DATA EXTRACT: Begin

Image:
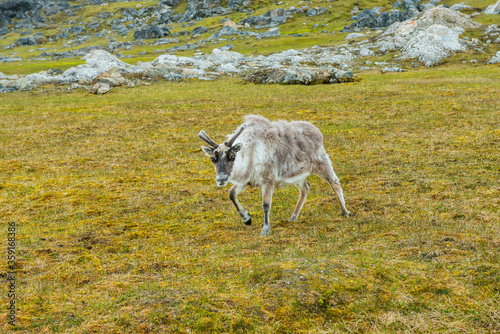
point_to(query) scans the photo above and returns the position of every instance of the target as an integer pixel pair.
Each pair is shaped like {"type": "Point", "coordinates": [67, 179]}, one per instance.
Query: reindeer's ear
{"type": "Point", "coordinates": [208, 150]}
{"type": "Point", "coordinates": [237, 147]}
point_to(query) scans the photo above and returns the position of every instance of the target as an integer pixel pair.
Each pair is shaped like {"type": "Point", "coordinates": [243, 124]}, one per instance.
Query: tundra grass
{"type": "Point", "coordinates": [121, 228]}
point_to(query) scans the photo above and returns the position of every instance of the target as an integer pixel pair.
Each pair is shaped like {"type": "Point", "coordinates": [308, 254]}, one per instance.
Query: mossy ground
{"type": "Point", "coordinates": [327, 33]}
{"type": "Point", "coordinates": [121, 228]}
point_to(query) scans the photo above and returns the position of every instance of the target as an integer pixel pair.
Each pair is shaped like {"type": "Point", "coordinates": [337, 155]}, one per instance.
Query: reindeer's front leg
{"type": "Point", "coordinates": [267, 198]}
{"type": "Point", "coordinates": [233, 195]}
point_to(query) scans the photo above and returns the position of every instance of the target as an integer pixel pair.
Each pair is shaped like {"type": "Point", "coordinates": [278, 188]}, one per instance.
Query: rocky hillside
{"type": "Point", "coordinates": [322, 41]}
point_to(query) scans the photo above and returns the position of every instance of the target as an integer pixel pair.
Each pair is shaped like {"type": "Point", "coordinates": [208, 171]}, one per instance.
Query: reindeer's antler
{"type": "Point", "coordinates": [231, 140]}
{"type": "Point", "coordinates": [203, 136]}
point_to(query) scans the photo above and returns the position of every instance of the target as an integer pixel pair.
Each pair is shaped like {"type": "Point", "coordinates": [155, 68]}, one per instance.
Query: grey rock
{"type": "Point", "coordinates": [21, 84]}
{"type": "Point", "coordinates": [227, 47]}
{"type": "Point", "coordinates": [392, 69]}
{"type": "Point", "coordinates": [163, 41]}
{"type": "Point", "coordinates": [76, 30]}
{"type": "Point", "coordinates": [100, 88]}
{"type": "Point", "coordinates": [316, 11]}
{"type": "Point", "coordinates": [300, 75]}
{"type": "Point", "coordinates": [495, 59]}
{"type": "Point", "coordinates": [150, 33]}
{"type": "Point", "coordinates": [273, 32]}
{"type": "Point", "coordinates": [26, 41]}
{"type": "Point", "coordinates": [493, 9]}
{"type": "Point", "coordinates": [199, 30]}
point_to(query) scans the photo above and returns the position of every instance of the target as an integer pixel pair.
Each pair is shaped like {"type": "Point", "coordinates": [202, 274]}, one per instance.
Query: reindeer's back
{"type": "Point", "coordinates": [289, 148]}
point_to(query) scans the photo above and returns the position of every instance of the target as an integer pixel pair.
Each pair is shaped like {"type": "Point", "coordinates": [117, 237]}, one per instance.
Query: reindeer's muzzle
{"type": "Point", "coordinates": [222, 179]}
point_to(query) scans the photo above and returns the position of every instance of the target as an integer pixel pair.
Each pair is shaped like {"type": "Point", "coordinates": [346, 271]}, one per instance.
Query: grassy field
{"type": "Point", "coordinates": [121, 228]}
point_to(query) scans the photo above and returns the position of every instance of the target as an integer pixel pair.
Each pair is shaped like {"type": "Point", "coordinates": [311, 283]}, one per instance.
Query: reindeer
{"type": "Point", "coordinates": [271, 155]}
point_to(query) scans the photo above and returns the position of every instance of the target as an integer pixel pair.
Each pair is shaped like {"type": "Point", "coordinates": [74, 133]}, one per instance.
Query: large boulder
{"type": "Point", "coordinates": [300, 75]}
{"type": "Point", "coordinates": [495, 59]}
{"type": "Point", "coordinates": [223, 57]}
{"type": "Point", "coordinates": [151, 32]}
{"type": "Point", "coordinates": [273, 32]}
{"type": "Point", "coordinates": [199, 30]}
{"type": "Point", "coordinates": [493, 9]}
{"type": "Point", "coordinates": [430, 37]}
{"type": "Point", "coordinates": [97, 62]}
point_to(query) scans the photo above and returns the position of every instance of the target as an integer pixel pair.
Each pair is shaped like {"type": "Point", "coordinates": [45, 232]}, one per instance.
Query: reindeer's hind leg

DATA EXTRACT: End

• _EXERCISE DIRECTIONS_: Return the records verbatim, minus pictures.

• _WRITTEN SOLUTION_:
Image:
point_to(query) scans the photo above and returns the position of every instance of the target as an integer pixel pair.
Each pair is shaped like {"type": "Point", "coordinates": [67, 179]}, one per instance.
Query: reindeer's ear
{"type": "Point", "coordinates": [208, 150]}
{"type": "Point", "coordinates": [237, 147]}
point_to(query) scans the photo above and returns the position of every instance of the target as an integer pixel pair.
Each pair is shaped like {"type": "Point", "coordinates": [243, 124]}, one per instance.
Query: tundra grass
{"type": "Point", "coordinates": [121, 228]}
point_to(query) scans the photo above and returns the position of every instance of the target as an integer pixel pair.
Each pair is shaped like {"type": "Point", "coordinates": [308, 254]}, one per instance.
Query: mossy ground
{"type": "Point", "coordinates": [327, 33]}
{"type": "Point", "coordinates": [121, 228]}
point_to(query) scans the photo above and returns the position of every instance of the target as an integer pixel pair.
Each pair is shaped like {"type": "Point", "coordinates": [337, 155]}, one per instance.
Query: reindeer's front leg
{"type": "Point", "coordinates": [267, 198]}
{"type": "Point", "coordinates": [233, 195]}
point_to(query) scans the photo above and returns the position of every instance of the target as an integer pixel pair.
Each pair is shaped like {"type": "Point", "coordinates": [278, 188]}, one per instance.
Query: rocky hillside
{"type": "Point", "coordinates": [322, 41]}
point_to(query) scans the photo above and returns the position of every instance of the target as an integer pixel pair.
Each pair is shaped like {"type": "Point", "coordinates": [208, 171]}, one per instance.
Query: reindeer's antler
{"type": "Point", "coordinates": [231, 140]}
{"type": "Point", "coordinates": [203, 136]}
point_to(query) scans the photo above and returns the position of every instance of the target as an integer pixel pair.
Each pair is shaped like {"type": "Point", "coordinates": [155, 68]}, one per instance.
Query: grey rock
{"type": "Point", "coordinates": [21, 84]}
{"type": "Point", "coordinates": [227, 47]}
{"type": "Point", "coordinates": [392, 69]}
{"type": "Point", "coordinates": [163, 41]}
{"type": "Point", "coordinates": [76, 30]}
{"type": "Point", "coordinates": [100, 88]}
{"type": "Point", "coordinates": [316, 11]}
{"type": "Point", "coordinates": [300, 75]}
{"type": "Point", "coordinates": [495, 59]}
{"type": "Point", "coordinates": [150, 33]}
{"type": "Point", "coordinates": [273, 32]}
{"type": "Point", "coordinates": [26, 41]}
{"type": "Point", "coordinates": [493, 9]}
{"type": "Point", "coordinates": [199, 30]}
point_to(query) scans the photo above and returns the position of every instance of the target as an integer pixel pair.
Each pair is shaped like {"type": "Point", "coordinates": [202, 274]}, one per instance.
Query: reindeer's back
{"type": "Point", "coordinates": [289, 148]}
point_to(query) scans the photo above and returns the position of every instance of the target as an integer pixel pair.
Each pair is shaped like {"type": "Point", "coordinates": [117, 237]}, one per instance.
Query: reindeer's muzzle
{"type": "Point", "coordinates": [222, 179]}
point_to(query) scans the photo above and returns the position of every instance of the target as an integer pixel pair.
Each pair is shaped like {"type": "Point", "coordinates": [346, 271]}, one per instance.
Query: grassy field
{"type": "Point", "coordinates": [121, 228]}
point_to(query) scans the photo above and returns the position of every instance of the target as an integer pixel pair.
Each pair is shaped like {"type": "Point", "coordinates": [311, 283]}, one per instance.
Query: reindeer
{"type": "Point", "coordinates": [271, 155]}
point_to(query) scans the photo above and returns the position of every instance of the target as an integer pixel pair.
Each pair is shaped like {"type": "Point", "coordinates": [74, 133]}, one per instance.
Query: large boulder
{"type": "Point", "coordinates": [300, 75]}
{"type": "Point", "coordinates": [495, 59]}
{"type": "Point", "coordinates": [223, 57]}
{"type": "Point", "coordinates": [151, 32]}
{"type": "Point", "coordinates": [273, 32]}
{"type": "Point", "coordinates": [199, 30]}
{"type": "Point", "coordinates": [493, 9]}
{"type": "Point", "coordinates": [430, 37]}
{"type": "Point", "coordinates": [97, 62]}
point_to(query) scans the photo above and returns the position of every instance of the target as an integer pixel pair.
Each pair is shaped like {"type": "Point", "coordinates": [45, 232]}, one per instance.
Query: reindeer's hind leg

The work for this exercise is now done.